E, nestes casos, a ilicitude da conduta é mais do que a simples junção de uma ilicitude subjacente a uma conduta base e a um resultado adicional, devendo proceder-se sim a uma caracterização global. Aqui o legislador não quis punir apenas a conduta que indiferenciadamente coloca em perigo várias pessoas, mas a conduta que concretamente lesou algumas pessoas de entre aquele número indeterminado. Dir-se‑á que o agente, ainda que tivesse tido dolo quanto à provocação do incêndio e quanto ao perigo de lesão de diversas pessoas, não teria sequer admitido a possibilidade de efetivamente vir a morrer alguém resultante daquele comportamento — mas aí está a negligência, ainda que possa ser inconsciente, relativamente ao resultado agravante que lhe é imposto. E não se diga que o agente nunca poderia ter conseguido evitar a produção do resultado, pois o resultado não lhe é imputado porque poderia ter evitado a sua produção, mas porque poderia ter evitado a criação da fonte de perigo que permitiu a produção do resultado, e é na criação dolosa daquela fonte de perigo que reside a negligência quanto à produção do resultado decorrente de uma violação de um dever de cuidado consubstanciada na criação dolosa daquele perigo. E na falta de vontade de evitar a criação do perigo que se viria a materializar no resultado adicional reside o elemento subjetivo do tipo de ilícito do crime de incêndio com morte negligente resultante da conduta dolosa de perigo comum para aquele bem jurídico. Neste caso, tendo atuado o agente com dolo em relação à conduta base de provocação do incêndio, e dolo em relação ao perigo de verificação do resultado, isto é, com conhecimento e vontade de realização da conduta perigosa — provocação do incêndio — e do perigo desta conduta para bens jurídicos pessoais e patrimoniais de um número indeterminado de pessoas, então este dolo em relação ao perigo de verificação daquelas lesões inclui a representação da possibilidade de verificação do resultado lesivo daqueles bens (já assim antes, Helena Moniz, ob. cit. supra, p. 635 e ss e 649 e ss). E, no presente caso, este dolo relativamente ao perigo existiu uma vez que foi dado como provado que:
- “45. O arguido agiu livre, deliberada e conscientemente, ateando fogo em área florestal de grande densidade combustível, com o propósito de causar incêndio em local próximo de habitações, floresta e mata, bem sabendo que as condições climatéricas que se faziam sentir, acima referidas, eram propícias à propagação do fogo e a atingir grandes proporções, o que quis e conseguiu.”

++++++

> O que fazer
1/ No excerto sobre o crime de incêndio, em que reside a negligência quanto à produção do resultado?
2/ Continue, por favor, o excerto sobre o crime de incêndio a partir do ponto em que termina.
O material que se segue é independente do excerto.

++++++

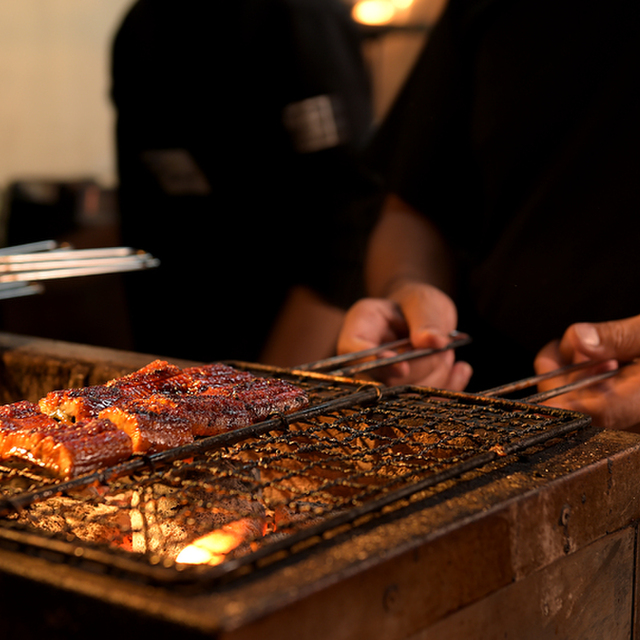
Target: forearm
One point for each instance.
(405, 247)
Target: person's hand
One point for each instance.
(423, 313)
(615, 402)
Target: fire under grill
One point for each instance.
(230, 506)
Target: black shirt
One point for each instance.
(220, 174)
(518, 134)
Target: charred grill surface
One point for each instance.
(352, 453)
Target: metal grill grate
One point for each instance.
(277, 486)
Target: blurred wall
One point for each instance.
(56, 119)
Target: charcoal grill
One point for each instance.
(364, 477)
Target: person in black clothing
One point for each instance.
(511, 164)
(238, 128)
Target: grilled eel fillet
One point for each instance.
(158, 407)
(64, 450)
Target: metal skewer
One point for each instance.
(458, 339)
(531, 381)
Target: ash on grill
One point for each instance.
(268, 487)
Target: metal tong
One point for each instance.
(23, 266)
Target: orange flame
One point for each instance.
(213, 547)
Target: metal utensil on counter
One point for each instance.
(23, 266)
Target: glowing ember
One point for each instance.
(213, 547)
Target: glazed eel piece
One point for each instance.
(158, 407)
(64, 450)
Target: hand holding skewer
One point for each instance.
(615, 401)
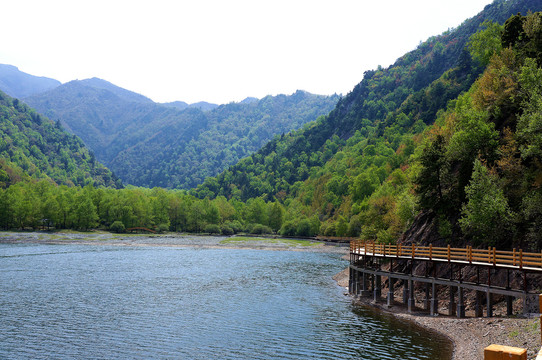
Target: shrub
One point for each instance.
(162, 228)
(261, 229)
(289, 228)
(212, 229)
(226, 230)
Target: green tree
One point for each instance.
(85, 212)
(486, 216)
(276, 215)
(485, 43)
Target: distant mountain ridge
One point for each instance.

++++++

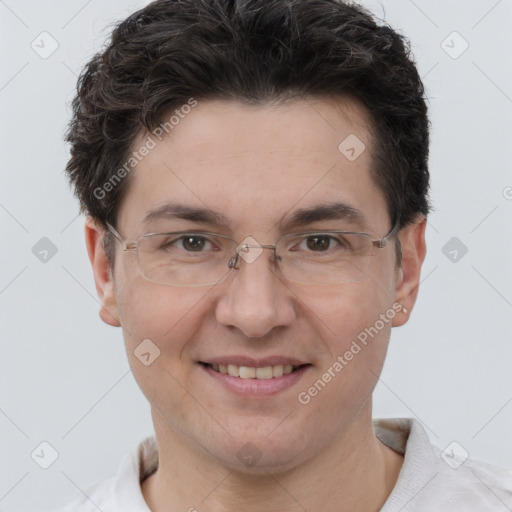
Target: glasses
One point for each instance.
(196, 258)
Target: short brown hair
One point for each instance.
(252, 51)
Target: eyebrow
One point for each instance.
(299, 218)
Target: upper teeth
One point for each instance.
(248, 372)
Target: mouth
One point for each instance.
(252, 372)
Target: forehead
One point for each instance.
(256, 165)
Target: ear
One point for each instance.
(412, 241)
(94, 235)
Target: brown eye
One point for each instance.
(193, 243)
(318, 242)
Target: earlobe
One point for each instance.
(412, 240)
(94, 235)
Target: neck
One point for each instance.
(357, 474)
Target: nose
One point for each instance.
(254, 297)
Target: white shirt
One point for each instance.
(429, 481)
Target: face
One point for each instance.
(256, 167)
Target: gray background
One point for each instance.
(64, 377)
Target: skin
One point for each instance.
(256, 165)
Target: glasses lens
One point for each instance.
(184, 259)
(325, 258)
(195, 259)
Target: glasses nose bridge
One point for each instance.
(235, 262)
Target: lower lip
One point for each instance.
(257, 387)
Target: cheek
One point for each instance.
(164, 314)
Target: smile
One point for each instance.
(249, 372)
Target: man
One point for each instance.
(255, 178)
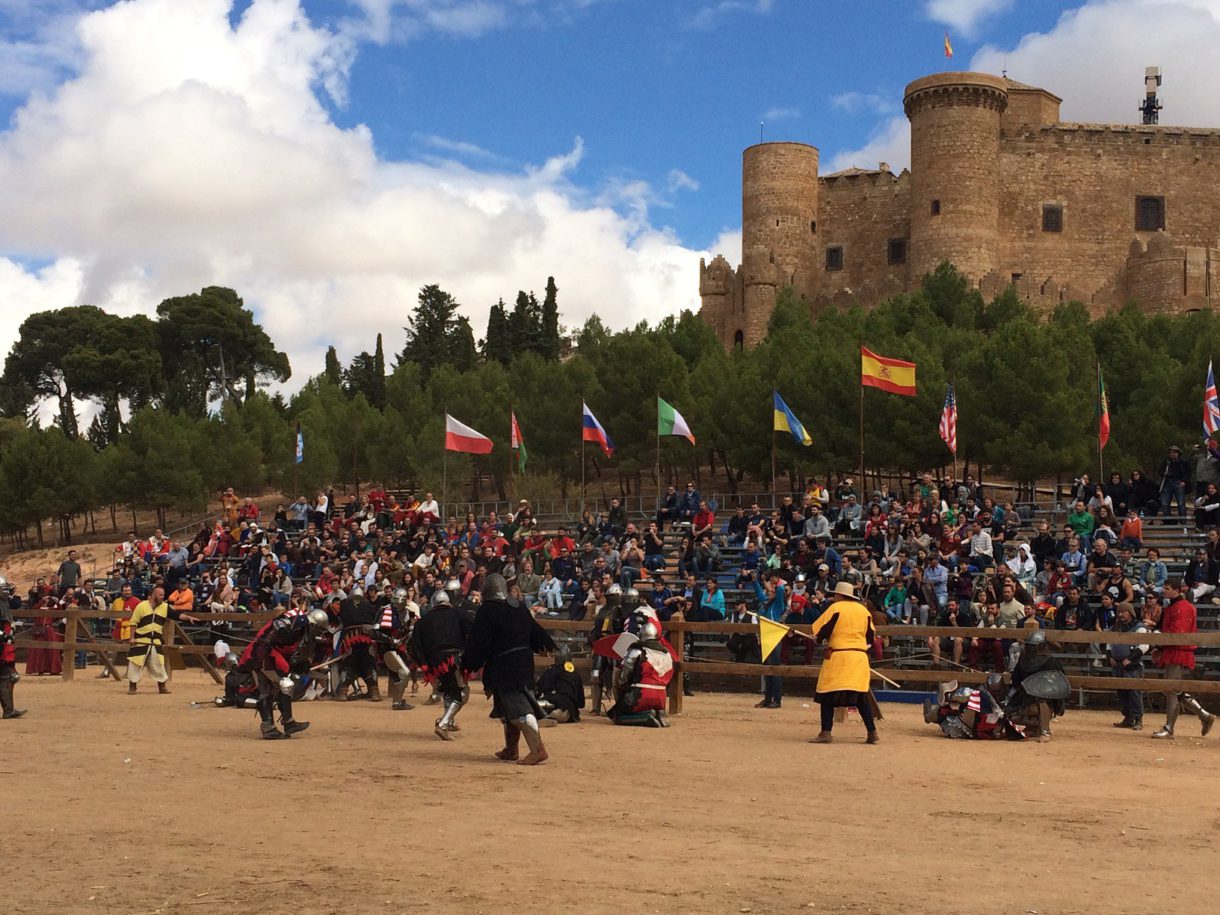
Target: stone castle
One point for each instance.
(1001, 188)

++++++

> Respostas do exercício
1/ Na criação dolosa da fonte de perigo que permitiu a produção do resultado.

2/
- “46. O arguido sabia que face a essas condições atmosféricas, ventos fortes, baixa humidade e calor intenso, e ao local em que ateou o fogo, este era suscetível de se alastrar facilmente, propagando-se a casas de habitação, podendo desta forma causar prejuízos elevados ou criar o perigo de tal ocorrer, pondo desta forma em perigo bens patrimoniais alheios de valor elevado, o que quis e aconteceu, bem como sabia que tal fogo era suscetível de criar perigo para a vida ou integridade física dos habitantes dessas casas, conformando-se com estes factos, acabando por causar prejuízos económicos e ambientais de grande dimensão e por deixar várias vítimas em situação económica muito débil.”
- “47. Outrossim, sabia o arguido que o incêndio que ateou, nas condições climatéricas em que o fez e no local onde o iniciou, fazia perigar, como fez, as casas, a integridade física e a vida de outras pessoas, incluindo as casas e as pessoas referidas nos pontos 1., 3. e 9., supra, o que não o inibiu de o fazer, sabendo também que esse incêndio poderia causar a morte de pessoas que pudessem ser afetadas por ele, o que efetivamente veio a acontecer, pois, como consequência desse incêndio por si ateado, pereceram três cidadãs, embora tenha atuado confiando que essas mortes não ocorreriam.”
De tudo o exposto, decorre que, nos presentes autos, o arguido deve ser punido por um crime agravado pelo resultado, nos termos do art. 285.º, e 274.º, n.º 2, al. a), ambos do CP, sendo pena a aplicar entre 4 anos e 16 anos de prisão.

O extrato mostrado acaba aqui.